* **Task prompt**: Repeat each entry word for word.

*** Opening of Supplied records ***

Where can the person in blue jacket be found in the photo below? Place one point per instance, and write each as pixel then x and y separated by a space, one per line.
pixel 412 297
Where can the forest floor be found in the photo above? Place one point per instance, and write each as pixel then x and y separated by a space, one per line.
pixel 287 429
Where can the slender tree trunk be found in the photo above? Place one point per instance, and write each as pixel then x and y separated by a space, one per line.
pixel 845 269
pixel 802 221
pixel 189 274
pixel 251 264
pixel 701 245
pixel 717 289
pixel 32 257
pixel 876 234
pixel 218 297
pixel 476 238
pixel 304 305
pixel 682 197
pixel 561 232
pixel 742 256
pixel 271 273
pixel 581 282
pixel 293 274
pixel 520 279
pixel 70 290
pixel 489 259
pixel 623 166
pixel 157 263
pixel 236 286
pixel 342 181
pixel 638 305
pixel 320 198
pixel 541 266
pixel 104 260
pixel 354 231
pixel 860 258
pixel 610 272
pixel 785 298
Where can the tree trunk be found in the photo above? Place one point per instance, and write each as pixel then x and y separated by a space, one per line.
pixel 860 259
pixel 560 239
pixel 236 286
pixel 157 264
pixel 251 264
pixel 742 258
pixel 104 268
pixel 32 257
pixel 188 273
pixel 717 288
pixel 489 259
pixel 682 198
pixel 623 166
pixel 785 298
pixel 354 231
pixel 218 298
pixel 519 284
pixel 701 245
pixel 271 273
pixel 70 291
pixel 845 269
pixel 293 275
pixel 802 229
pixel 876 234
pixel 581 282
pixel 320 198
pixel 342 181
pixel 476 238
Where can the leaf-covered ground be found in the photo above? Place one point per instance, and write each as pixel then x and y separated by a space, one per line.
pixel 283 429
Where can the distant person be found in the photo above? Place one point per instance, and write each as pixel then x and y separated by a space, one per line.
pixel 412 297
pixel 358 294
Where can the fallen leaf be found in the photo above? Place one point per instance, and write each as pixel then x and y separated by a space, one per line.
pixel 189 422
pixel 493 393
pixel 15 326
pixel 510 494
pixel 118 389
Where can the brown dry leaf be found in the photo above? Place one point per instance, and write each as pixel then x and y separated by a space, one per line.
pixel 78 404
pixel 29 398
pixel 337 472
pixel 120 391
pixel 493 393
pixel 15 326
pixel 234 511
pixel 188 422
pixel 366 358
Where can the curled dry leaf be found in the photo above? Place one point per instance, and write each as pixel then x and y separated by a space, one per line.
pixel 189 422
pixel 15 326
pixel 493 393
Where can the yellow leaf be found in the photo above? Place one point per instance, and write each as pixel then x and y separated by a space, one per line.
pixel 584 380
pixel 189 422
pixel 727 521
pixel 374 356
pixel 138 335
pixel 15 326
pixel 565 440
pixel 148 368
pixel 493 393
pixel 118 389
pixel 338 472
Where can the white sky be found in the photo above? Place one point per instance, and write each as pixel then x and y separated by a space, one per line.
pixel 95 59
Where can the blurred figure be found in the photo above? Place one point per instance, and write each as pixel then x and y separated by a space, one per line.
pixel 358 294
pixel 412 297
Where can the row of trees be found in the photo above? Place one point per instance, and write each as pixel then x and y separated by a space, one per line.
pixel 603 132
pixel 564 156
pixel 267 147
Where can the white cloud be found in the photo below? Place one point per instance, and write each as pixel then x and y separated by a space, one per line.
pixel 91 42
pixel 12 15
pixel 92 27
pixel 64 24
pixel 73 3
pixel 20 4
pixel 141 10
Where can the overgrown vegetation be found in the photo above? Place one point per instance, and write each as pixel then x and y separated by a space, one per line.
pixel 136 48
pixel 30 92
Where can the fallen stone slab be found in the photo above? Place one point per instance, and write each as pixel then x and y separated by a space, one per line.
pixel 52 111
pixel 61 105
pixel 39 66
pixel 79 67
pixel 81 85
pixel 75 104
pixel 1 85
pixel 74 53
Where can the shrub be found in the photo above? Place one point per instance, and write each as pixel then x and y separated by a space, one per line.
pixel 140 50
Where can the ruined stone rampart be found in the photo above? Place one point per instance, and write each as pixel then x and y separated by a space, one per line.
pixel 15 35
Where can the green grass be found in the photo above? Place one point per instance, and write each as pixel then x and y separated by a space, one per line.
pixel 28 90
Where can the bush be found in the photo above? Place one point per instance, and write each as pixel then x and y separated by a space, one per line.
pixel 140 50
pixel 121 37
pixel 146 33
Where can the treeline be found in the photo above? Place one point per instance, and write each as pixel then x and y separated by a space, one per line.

*** Close of Supplied records ***

* **Answer to the exercise**:
Where can the person in blue jacket be found in the photo below? Place one point per instance, and write each as pixel then x and y separated by a space, one per line.
pixel 412 297
Where can the forest floor be found in the photo above? Place one point per instance, and write each as pixel then x and y separated by a space, one per line.
pixel 287 429
Where can the slender tree trunk be found in the photo above? Place one point per instance, and write each as pixel then x and y separated by a space, one per line.
pixel 845 269
pixel 802 221
pixel 189 274
pixel 251 264
pixel 701 245
pixel 717 289
pixel 32 257
pixel 876 234
pixel 218 297
pixel 476 238
pixel 304 305
pixel 682 197
pixel 561 232
pixel 742 256
pixel 271 273
pixel 581 282
pixel 293 274
pixel 520 279
pixel 70 290
pixel 489 259
pixel 623 166
pixel 157 263
pixel 236 286
pixel 342 181
pixel 638 305
pixel 320 198
pixel 541 266
pixel 104 260
pixel 354 231
pixel 860 258
pixel 610 272
pixel 785 298
Where can the tree trunk be found in the photo above? Place one point per instance, and write each as pixel then x and y separated by a space, one per line.
pixel 860 259
pixel 560 239
pixel 236 286
pixel 157 264
pixel 251 264
pixel 742 258
pixel 104 268
pixel 32 257
pixel 188 273
pixel 717 288
pixel 489 259
pixel 682 198
pixel 623 166
pixel 785 298
pixel 354 231
pixel 218 298
pixel 519 284
pixel 701 245
pixel 271 273
pixel 70 291
pixel 845 269
pixel 293 275
pixel 802 229
pixel 876 234
pixel 581 282
pixel 320 198
pixel 342 181
pixel 476 238
Where can the leaf-covered ground be found in the photo above? Place one point per instance, and write each as pixel then x and y separated by a space, one per line.
pixel 283 429
Where can the distant person be found in the photo above? Place one point per instance, and write each as pixel then x and y separated by a space, one per line.
pixel 412 297
pixel 358 294
Where can the fallen leaf be found in the photo above? Place one point per instance, and write each as pixel then x and y separated by a space, one per line.
pixel 189 422
pixel 493 393
pixel 15 326
pixel 510 494
pixel 118 389
Where can the brown dry leaf be found in the photo above? Place one point per instance, and write each as pixel then x and y separated by a space, one per line.
pixel 78 404
pixel 29 398
pixel 337 472
pixel 120 391
pixel 493 393
pixel 15 326
pixel 234 511
pixel 188 422
pixel 366 358
Where can the curled dry leaf be found in the photo above? Place one point per instance, and write each as pixel then x and y separated by a space, one per line.
pixel 189 422
pixel 15 326
pixel 493 393
Where can the yellow leaf be found in the photo above? Place one point per instance, and write each as pixel then x and y separated by a space, one per line.
pixel 584 380
pixel 189 422
pixel 727 521
pixel 374 356
pixel 138 335
pixel 15 326
pixel 565 440
pixel 148 368
pixel 493 393
pixel 118 389
pixel 338 472
Where can the white sky be found in the photo above? Place one point per instance, and write each as pixel then x and y separated by a space, one per line.
pixel 95 59
Where can the blurred figure be found in the photo above? Place one point per instance, and write each as pixel then x and y separated by a space, one per line.
pixel 358 294
pixel 412 297
Where can the row of trees be found in the photo above? Place one point per instance, and write each as pixel then x and y separated by a space, one per line.
pixel 603 132
pixel 564 156
pixel 267 147
Where can the white cloud be found in the photo below? Place one point per instance, and write each as pixel then x and y separated by a space, one per line.
pixel 91 42
pixel 12 15
pixel 92 27
pixel 64 24
pixel 73 3
pixel 20 4
pixel 141 10
Where can the overgrown vegetation be found in the photo above? Place one point per instance, and write each as pixel then x and y separated by a space, one per line.
pixel 136 48
pixel 30 92
Where can the fallen stone slab be found in the photo above? Place one point per instance, and write each as pixel then x and y separated by a space, one per line.
pixel 52 111
pixel 61 105
pixel 39 66
pixel 79 67
pixel 81 85
pixel 75 104
pixel 1 85
pixel 74 53
Where can the shrub be found in the photo above? Place one point per instance, and write each as pixel then x and y separated by a space, one per line.
pixel 140 50
Where can the ruined stone rampart be found in the photo above? Place one point per instance, and write each as pixel then x and y separated by a space, one per line.
pixel 15 35
Where can the green grass be found in the photo above? Place one point per instance, and write each as pixel then x and y separated by a space, one per line.
pixel 28 90
Where can the bush be found in the photo above? Place one point per instance, and write each as pixel then x and y separated by a space, one per line.
pixel 140 50
pixel 121 37
pixel 146 33
Where can the treeline be found in the photo above? Place one point per instance, and write each as pixel then x and y separated by a space, one per line.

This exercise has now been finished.